** begin Records shown **
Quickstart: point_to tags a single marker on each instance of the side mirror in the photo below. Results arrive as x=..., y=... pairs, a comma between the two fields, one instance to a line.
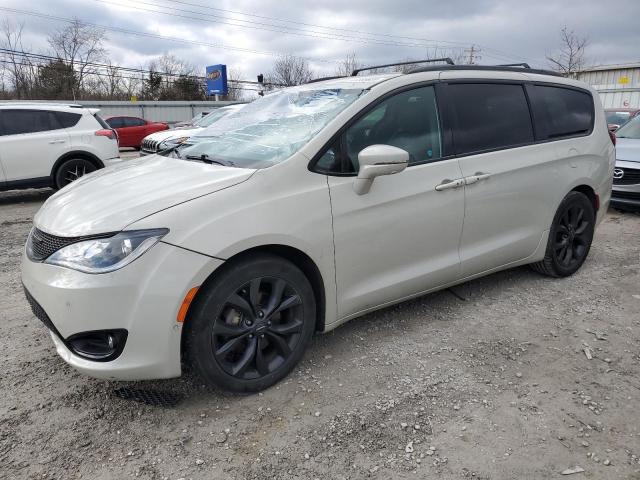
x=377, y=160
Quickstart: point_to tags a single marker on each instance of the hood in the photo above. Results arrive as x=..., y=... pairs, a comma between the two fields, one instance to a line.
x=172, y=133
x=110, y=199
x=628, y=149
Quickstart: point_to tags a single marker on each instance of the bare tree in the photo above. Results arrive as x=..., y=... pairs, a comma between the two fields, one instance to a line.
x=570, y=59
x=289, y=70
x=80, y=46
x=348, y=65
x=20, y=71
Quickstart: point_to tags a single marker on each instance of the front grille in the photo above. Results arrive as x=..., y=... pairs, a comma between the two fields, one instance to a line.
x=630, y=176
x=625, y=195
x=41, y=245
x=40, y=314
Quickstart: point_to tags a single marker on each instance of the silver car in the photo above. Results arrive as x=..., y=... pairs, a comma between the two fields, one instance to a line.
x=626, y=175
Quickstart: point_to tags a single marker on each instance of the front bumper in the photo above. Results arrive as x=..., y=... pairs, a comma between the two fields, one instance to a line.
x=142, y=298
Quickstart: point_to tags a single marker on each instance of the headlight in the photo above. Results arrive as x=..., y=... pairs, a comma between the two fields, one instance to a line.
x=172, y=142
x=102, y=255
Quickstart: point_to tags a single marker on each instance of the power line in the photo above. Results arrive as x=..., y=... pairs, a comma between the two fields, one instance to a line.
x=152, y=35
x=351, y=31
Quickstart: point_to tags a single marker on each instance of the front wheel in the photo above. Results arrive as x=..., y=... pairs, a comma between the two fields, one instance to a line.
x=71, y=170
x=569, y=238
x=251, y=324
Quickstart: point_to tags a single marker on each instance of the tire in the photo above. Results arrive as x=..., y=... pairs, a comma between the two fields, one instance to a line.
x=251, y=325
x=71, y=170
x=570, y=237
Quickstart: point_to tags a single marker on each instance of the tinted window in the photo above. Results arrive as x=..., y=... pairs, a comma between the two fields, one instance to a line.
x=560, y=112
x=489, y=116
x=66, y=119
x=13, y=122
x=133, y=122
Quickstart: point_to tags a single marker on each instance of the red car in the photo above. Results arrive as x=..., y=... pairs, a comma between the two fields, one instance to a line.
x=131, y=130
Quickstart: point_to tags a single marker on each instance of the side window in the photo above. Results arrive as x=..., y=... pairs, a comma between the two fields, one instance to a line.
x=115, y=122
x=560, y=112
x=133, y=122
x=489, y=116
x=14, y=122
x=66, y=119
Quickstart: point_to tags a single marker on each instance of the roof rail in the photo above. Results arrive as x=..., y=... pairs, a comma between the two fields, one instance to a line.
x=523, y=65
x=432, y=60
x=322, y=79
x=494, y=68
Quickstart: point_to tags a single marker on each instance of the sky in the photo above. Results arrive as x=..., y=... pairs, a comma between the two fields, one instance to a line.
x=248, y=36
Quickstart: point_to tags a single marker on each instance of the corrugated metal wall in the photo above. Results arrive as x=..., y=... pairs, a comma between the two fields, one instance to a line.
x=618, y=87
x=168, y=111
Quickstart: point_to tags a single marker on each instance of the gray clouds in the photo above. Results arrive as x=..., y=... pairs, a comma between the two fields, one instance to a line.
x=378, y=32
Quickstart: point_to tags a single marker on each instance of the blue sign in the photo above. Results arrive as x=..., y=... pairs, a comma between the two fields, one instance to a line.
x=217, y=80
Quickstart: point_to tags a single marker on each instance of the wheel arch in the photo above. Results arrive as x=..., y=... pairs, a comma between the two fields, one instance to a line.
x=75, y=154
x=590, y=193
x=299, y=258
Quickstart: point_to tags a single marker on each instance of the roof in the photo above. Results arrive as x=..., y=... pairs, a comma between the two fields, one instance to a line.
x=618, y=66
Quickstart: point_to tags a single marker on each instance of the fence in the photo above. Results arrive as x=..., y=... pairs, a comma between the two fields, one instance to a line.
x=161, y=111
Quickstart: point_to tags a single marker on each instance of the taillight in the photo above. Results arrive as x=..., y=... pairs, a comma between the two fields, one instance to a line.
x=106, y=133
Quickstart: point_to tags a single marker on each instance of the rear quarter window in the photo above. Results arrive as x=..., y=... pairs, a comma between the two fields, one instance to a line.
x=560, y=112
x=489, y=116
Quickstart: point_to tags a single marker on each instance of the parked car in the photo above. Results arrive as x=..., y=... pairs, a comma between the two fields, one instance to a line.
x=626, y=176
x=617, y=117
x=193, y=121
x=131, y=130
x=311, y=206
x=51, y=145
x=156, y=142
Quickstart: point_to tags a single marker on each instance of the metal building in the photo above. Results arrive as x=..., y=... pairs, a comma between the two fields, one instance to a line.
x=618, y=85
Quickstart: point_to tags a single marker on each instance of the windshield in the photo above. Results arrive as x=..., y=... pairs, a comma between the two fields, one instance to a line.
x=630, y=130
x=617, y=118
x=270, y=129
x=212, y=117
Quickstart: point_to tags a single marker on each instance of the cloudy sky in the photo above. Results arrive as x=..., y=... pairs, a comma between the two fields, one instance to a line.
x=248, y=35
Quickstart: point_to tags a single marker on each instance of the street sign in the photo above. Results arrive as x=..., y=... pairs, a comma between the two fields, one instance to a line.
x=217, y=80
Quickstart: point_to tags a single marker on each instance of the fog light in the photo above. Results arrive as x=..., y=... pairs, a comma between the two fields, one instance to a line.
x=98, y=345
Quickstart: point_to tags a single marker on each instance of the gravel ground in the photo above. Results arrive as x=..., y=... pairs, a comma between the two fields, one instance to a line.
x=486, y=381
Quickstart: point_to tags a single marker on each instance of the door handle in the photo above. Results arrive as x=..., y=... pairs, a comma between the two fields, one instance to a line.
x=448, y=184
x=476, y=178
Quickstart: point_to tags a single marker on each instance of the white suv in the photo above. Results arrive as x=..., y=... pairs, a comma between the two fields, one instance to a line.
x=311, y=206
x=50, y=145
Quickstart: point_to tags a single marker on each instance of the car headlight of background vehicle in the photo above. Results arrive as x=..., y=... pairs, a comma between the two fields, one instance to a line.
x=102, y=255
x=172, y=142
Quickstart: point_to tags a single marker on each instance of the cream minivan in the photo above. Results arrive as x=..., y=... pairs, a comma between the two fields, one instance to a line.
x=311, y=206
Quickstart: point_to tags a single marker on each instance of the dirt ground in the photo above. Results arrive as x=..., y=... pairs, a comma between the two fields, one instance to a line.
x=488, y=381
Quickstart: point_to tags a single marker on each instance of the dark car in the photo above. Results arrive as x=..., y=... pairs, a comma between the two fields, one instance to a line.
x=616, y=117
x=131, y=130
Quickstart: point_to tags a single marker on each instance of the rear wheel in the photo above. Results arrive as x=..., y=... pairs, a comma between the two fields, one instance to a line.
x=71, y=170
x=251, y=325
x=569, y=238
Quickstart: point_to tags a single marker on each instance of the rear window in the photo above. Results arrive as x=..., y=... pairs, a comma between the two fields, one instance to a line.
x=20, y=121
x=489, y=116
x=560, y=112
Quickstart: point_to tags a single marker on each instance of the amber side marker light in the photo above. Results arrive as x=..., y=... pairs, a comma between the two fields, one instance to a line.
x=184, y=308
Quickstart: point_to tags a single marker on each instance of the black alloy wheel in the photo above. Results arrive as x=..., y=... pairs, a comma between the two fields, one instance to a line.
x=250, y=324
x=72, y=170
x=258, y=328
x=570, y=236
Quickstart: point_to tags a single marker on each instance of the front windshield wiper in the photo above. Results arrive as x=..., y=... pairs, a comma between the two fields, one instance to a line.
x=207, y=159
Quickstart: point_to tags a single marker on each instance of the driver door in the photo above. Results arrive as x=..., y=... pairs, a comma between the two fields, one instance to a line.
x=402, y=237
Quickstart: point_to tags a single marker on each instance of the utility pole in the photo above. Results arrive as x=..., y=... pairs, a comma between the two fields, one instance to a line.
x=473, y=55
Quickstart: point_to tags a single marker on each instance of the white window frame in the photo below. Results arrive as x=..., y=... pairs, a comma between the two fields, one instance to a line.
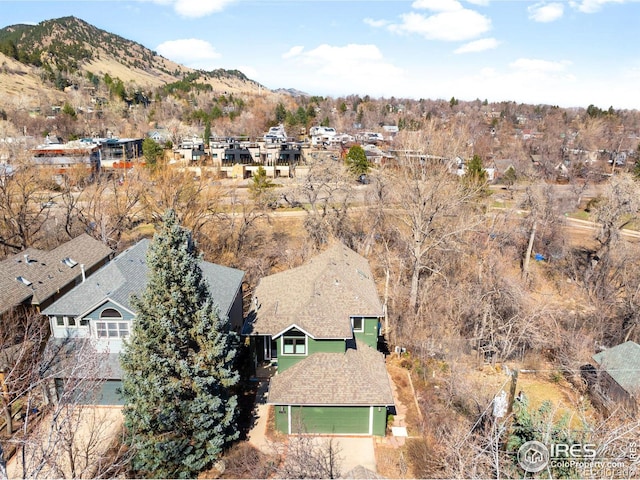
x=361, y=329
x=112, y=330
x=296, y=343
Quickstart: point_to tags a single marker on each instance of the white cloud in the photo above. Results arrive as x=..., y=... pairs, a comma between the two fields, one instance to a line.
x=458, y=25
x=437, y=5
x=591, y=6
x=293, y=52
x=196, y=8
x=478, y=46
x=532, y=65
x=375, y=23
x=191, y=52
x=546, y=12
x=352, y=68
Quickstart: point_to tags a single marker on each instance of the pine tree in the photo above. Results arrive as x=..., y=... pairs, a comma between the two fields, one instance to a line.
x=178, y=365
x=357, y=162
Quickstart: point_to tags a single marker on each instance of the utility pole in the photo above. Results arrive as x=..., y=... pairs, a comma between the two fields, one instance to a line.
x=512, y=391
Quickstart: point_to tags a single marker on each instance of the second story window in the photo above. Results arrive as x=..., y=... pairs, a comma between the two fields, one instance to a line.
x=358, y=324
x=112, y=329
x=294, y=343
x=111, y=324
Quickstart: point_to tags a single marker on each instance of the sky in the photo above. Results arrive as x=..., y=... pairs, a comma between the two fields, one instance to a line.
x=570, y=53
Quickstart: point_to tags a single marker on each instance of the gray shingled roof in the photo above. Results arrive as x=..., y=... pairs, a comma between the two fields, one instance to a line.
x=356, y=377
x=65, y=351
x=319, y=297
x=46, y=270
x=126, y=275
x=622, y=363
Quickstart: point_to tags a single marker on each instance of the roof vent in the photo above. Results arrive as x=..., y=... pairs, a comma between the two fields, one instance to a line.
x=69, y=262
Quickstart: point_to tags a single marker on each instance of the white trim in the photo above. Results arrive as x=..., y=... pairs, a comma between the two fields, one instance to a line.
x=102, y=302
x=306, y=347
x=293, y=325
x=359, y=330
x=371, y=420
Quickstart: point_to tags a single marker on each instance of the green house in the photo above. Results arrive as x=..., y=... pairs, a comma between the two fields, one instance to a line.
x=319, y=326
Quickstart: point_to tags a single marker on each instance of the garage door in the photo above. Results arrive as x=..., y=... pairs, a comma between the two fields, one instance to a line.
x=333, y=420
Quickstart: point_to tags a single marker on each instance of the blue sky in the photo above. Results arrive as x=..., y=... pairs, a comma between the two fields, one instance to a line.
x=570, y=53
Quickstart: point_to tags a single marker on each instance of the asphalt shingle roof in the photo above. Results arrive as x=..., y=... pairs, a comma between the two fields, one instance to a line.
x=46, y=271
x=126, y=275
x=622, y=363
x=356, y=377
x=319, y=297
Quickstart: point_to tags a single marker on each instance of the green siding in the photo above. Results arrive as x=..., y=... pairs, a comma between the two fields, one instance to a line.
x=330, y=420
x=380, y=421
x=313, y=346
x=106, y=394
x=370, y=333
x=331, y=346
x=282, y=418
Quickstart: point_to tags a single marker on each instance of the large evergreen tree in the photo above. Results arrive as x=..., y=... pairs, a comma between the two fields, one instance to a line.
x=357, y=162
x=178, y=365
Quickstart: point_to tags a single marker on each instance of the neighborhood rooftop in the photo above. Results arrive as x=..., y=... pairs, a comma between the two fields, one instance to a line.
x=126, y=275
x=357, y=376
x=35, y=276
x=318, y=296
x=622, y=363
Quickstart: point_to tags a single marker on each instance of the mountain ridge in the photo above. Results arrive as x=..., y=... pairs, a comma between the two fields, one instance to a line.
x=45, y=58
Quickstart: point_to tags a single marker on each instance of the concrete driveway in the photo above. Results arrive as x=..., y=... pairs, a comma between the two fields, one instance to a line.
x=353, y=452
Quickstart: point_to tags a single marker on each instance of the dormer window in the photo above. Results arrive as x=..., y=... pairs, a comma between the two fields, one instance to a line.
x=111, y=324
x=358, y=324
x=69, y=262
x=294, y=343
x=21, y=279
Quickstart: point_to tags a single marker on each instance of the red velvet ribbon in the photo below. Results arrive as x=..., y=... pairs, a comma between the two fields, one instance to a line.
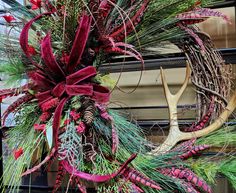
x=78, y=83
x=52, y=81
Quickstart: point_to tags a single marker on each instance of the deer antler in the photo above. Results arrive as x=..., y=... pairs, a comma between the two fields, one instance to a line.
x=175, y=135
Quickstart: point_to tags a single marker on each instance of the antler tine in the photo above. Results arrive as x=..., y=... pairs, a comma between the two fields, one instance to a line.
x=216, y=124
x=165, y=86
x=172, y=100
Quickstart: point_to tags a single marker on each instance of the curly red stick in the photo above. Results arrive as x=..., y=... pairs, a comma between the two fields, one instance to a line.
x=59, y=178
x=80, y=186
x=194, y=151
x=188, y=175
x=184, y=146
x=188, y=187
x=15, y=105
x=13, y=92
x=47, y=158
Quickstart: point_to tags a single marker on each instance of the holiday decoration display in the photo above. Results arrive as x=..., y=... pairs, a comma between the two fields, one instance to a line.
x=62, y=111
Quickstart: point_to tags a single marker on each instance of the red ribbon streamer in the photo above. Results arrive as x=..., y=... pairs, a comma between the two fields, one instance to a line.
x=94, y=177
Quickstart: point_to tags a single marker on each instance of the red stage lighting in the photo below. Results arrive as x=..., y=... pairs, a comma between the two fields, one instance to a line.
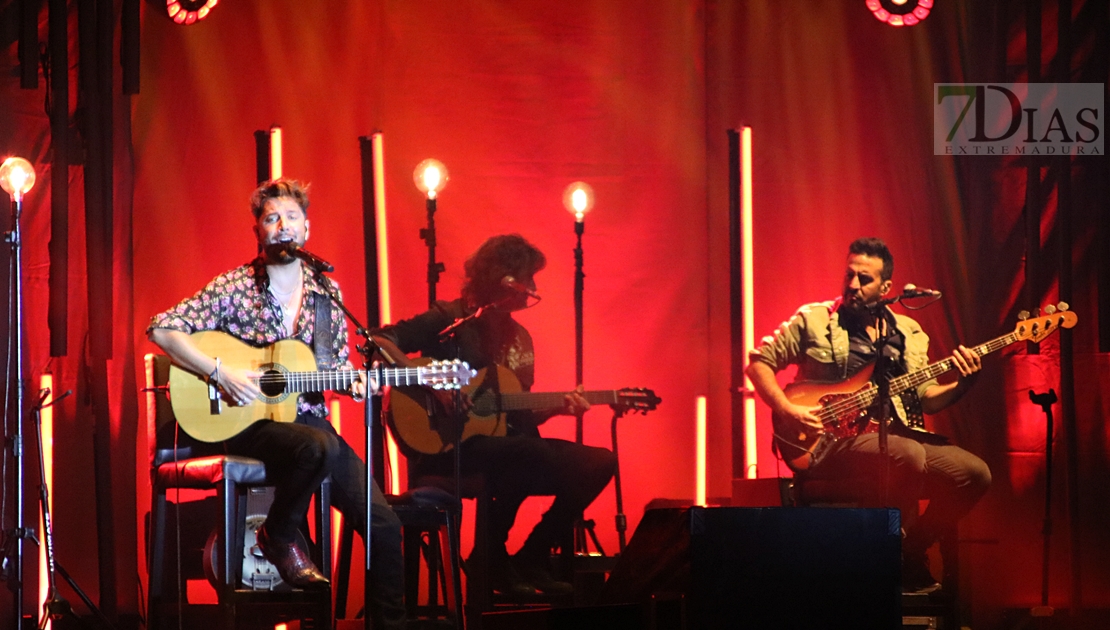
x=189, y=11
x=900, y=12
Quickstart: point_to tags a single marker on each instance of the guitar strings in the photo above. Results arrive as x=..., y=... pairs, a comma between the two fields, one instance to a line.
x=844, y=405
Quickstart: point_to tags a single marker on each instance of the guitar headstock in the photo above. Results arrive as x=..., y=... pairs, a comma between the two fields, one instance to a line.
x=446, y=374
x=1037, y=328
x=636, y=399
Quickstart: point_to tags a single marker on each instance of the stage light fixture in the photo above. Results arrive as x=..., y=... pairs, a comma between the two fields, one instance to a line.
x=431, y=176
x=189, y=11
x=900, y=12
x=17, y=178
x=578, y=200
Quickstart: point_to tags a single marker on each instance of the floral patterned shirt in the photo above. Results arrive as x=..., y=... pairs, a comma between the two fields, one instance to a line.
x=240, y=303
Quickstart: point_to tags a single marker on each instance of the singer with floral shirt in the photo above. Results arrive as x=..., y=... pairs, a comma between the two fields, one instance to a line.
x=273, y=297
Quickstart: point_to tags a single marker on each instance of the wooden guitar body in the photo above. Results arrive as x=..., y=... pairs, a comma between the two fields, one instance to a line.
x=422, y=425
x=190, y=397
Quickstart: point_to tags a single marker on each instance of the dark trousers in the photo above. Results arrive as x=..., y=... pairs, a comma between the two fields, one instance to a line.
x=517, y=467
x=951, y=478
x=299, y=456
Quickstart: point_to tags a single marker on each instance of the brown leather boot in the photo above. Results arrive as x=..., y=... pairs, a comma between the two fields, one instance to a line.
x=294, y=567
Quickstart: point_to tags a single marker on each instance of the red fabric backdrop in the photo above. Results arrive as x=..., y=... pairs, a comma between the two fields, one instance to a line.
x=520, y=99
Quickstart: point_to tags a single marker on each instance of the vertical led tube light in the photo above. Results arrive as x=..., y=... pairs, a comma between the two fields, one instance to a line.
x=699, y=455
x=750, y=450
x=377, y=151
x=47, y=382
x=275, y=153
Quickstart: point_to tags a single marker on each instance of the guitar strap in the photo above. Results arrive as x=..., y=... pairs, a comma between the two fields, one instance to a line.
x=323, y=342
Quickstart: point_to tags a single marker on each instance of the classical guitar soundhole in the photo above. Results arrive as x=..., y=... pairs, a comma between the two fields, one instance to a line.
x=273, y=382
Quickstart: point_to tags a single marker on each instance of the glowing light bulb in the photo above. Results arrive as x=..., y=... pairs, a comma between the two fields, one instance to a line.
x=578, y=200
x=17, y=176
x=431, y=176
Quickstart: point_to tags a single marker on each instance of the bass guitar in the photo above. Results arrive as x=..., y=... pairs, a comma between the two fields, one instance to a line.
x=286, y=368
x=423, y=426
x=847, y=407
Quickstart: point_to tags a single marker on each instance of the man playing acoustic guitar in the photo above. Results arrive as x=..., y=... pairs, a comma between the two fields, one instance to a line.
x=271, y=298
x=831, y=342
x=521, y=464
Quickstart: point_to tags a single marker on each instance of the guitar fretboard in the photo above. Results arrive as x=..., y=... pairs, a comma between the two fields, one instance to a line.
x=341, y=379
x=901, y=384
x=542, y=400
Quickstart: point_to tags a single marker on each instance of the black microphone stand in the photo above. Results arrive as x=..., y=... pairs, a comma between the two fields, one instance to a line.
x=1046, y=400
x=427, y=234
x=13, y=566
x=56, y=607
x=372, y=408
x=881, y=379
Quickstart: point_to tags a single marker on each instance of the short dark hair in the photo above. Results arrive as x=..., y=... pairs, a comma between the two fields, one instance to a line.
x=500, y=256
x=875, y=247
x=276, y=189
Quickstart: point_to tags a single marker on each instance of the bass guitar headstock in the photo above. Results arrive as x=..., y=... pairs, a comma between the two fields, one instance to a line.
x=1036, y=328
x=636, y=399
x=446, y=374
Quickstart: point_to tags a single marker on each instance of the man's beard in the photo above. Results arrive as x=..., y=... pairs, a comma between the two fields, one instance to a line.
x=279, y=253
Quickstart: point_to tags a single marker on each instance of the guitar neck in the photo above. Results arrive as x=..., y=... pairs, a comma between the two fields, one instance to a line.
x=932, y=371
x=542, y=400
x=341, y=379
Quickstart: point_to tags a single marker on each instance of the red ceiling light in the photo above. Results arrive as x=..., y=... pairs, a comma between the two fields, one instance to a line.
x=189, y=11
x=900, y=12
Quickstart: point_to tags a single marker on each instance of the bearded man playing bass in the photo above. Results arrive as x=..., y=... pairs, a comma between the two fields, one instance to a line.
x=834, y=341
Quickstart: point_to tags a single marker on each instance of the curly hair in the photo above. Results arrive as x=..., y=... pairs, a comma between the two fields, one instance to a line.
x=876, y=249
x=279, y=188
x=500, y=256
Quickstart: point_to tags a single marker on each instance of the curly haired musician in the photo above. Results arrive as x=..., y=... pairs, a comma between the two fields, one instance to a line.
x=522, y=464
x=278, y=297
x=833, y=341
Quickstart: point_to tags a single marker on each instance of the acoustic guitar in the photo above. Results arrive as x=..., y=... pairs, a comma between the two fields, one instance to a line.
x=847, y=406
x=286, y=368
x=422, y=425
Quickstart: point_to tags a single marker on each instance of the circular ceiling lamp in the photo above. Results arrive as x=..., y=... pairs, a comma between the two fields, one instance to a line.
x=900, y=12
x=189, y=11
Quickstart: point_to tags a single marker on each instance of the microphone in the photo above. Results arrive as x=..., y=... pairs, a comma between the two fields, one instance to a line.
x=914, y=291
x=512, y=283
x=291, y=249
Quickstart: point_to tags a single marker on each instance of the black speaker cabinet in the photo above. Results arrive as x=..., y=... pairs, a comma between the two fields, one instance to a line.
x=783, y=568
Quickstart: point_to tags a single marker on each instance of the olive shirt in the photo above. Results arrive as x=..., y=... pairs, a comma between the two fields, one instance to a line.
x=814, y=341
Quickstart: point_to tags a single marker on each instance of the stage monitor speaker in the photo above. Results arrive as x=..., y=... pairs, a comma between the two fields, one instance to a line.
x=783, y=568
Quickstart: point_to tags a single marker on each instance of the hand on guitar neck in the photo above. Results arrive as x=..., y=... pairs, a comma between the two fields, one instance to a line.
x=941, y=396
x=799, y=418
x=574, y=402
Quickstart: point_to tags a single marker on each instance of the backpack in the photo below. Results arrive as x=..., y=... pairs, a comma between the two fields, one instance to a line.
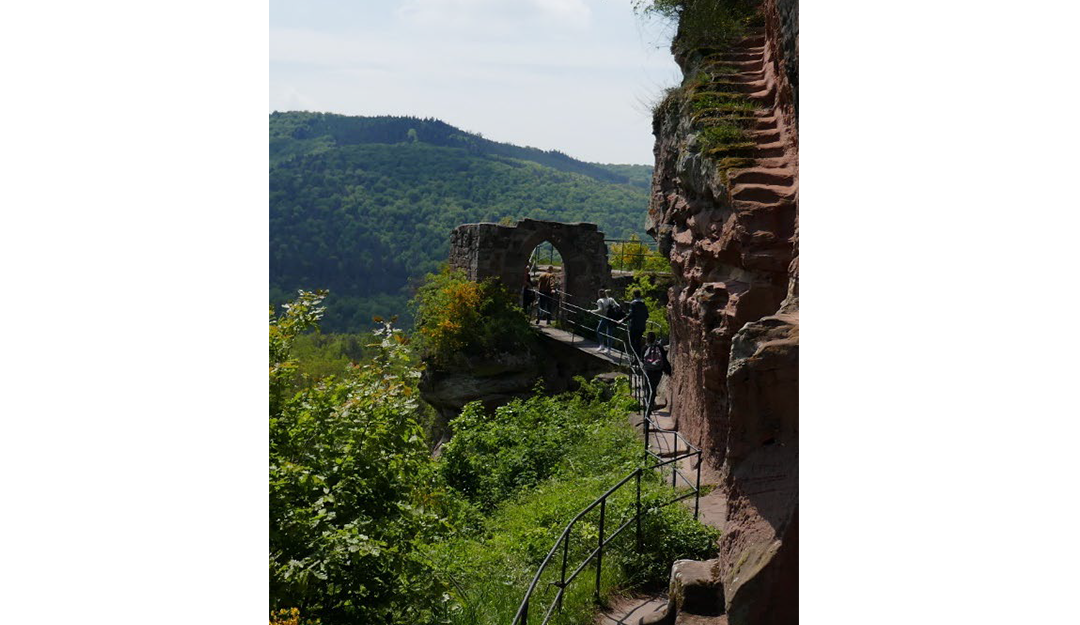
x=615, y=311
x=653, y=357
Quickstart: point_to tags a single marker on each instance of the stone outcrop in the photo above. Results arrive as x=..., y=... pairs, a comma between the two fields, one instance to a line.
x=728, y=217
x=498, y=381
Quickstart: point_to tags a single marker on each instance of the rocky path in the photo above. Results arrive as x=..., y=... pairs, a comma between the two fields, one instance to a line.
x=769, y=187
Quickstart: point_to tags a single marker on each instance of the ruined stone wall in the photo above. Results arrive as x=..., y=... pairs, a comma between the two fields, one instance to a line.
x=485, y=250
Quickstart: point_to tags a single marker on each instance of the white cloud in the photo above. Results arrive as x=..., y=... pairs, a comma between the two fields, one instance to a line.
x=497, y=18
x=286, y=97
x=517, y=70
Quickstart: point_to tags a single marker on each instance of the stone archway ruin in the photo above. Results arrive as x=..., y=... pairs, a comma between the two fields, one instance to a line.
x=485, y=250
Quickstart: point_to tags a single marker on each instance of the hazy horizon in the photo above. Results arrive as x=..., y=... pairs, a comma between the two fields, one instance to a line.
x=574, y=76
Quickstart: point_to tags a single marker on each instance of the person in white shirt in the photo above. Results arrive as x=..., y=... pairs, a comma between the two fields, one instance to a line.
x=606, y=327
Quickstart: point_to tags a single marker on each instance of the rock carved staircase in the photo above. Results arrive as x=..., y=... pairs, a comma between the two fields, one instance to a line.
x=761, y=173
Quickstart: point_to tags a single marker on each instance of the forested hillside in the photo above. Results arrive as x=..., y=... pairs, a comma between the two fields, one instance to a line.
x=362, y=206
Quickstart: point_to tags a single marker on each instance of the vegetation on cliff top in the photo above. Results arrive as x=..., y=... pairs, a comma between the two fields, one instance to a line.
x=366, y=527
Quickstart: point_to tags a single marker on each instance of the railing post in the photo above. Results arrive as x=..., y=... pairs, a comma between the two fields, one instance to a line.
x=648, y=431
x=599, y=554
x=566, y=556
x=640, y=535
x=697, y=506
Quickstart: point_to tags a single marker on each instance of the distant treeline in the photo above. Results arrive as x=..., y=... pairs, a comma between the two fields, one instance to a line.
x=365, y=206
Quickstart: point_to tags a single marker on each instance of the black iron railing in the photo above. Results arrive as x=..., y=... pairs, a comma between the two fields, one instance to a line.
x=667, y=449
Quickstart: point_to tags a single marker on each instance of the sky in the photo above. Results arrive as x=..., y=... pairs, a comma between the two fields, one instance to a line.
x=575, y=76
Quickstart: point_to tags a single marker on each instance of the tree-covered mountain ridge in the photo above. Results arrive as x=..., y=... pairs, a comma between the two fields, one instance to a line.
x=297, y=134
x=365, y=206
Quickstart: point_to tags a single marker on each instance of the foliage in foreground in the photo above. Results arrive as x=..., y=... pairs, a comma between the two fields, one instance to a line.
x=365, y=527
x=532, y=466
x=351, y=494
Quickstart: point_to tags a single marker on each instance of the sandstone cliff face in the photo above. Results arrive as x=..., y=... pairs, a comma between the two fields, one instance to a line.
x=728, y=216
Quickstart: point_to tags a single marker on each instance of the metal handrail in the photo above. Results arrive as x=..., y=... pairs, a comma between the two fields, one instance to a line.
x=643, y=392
** end Records shown **
Goal: Reproduce the data above word for word, everything from the line containing "of the mountain" down to the line containing "x=175, y=135", both of those lines included. Leave the pictures out of your answer.

Full output:
Quickstart: point_to tags a single marker on each instance of the mountain ridge in the photo above. Results arrive as x=..., y=... pairs, a comma between the two fields, one instance to a line.
x=45, y=58
Quickstart: point_to tags a single marker on each instance of the concrete driveway in the photo above. Results arrive as x=..., y=... pairs, a comma between the two fields, one instance to a line.
x=353, y=452
Quickstart: point_to tags a single marker on each instance of the dormer window in the photo above. Results arrive as x=..., y=... pairs, a comma between the two fields, one instance to a line.
x=111, y=324
x=358, y=324
x=69, y=262
x=294, y=343
x=21, y=279
Quickstart: point_to tags a single marker on each instance of the red velvet ribbon in the photo below. Results arrive as x=..., y=... pairs, a comma between the two fields, one instance to a line.
x=78, y=83
x=52, y=81
Quickstart: point_to tags a single marker on each instance of the deer antler in the photo above. Results arrive as x=..., y=... pairs, a comma between the two fields, one instance to a line.
x=175, y=135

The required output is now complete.